TEXT EXCERPT:
━━━━━━━━━━
Читаем Medici Money: Banking, metaphysics and art in fifteenth-century Florence полностью

IN THE PAY of the newly formed Republic of Milan, Francesco Sforza was fighting Venice. He also received money from the Medici bank. But the people of Milan soon realized that the condottiere was actually planning to take the city for himself. To defend themselves against him, they made peace with the Venetians behind Sforza’s back. It wasn’t enough. Sforza besieged the town, cut off its food supplies, and starved it into surrender. Quite simply, he was the most powerful military phenomenon in the area. Cosimo then shocked both Florence and the rest of Italy by being the first to give this bastard upstart official recognition as duke of Milan. Did he do it to secure the large amounts of money the bank had lent Sforza? Many members of Cosimo’s own inner circle were angry and suspicious. Or was it because he honestly believed that further Venetian inroads into a weak Milanese republic would be a serious threat to Florence? Or for both reasons?

In any event, the Medici bank had already pulled its money and merchandise out of Venice before this momentous switch of alliances became known. There was nothing for the frustrated Venetians to seize in revenge. Outwitted, they sent agents to Florence to foment anti-Medici feeling. There was plenty of it. But when Venice allied itself with Naples for a joint attack on Florence and Milan, the Florentine people swung around behind Cosimo. The key to unity in Italy is always the presence of a common enemy. “Never did a winning faction remain united, except when a hostile faction was active,” says Machiavelli of the Florentines.
━━━━━━━━━━
WHAT IS NEEDED: Can you quote the whole Medici Money excerpt above, word for word? The lines after this have no connection to the Medici Money excerpt.

GIVEN INFORMATION:
━━━━━━━━━━
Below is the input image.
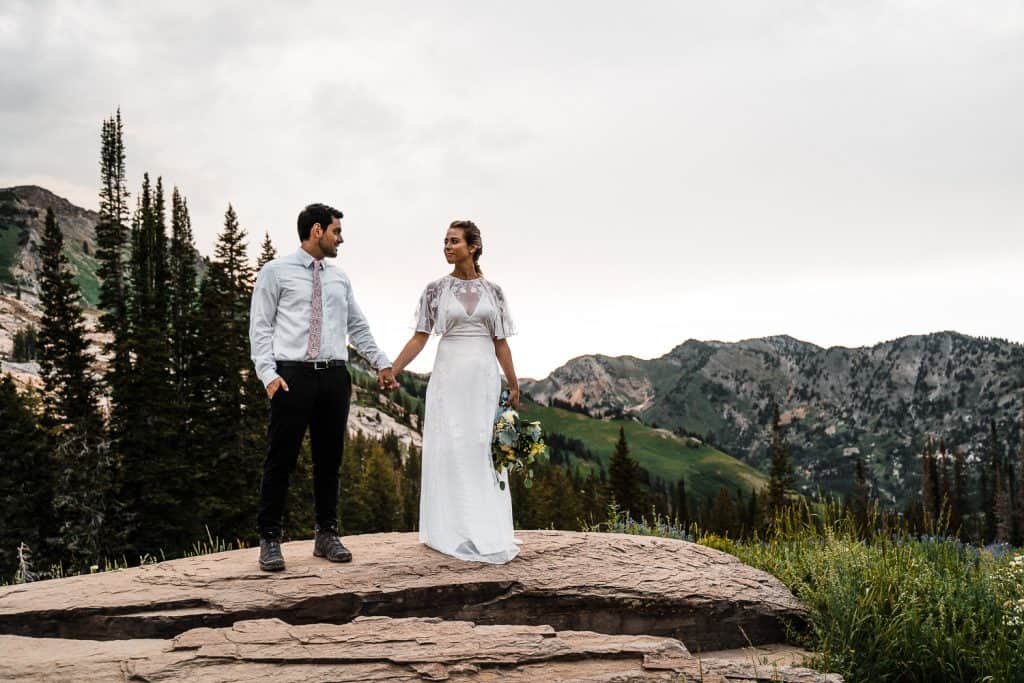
━━━━━━━━━━
SOLVED PROBLEM:
Читаем Medici Money: Banking, metaphysics and art in fifteenth-century Florence полностью

IN THE PAY of the newly formed Republic of Milan, Francesco Sforza was fighting Venice. He also received money from the Medici bank. But the people of Milan soon realized that the condottiere was actually planning to take the city for himself. To defend themselves against him, they made peace with the Venetians behind Sforza’s back. It wasn’t enough. Sforza besieged the town, cut off its food supplies, and starved it into surrender. Quite simply, he was the most powerful military phenomenon in the area. Cosimo then shocked both Florence and the rest of Italy by being the first to give this bastard upstart official recognition as duke of Milan. Did he do it to secure the large amounts of money the bank had lent Sforza? Many members of Cosimo’s own inner circle were angry and suspicious. Or was it because he honestly believed that further Venetian inroads into a weak Milanese republic would be a serious threat to Florence? Or for both reasons?

In any event, the Medici bank had already pulled its money and merchandise out of Venice before this momentous switch of alliances became known. There was nothing for the frustrated Venetians to seize in revenge. Outwitted, they sent agents to Florence to foment anti-Medici feeling. There was plenty of it. But when Venice allied itself with Naples for a joint attack on Florence and Milan, the Florentine people swung around behind Cosimo. The key to unity in Italy is always the presence of a common enemy. “Never did a winning faction remain united, except when a hostile faction was active,” says Machiavelli of the Florentines.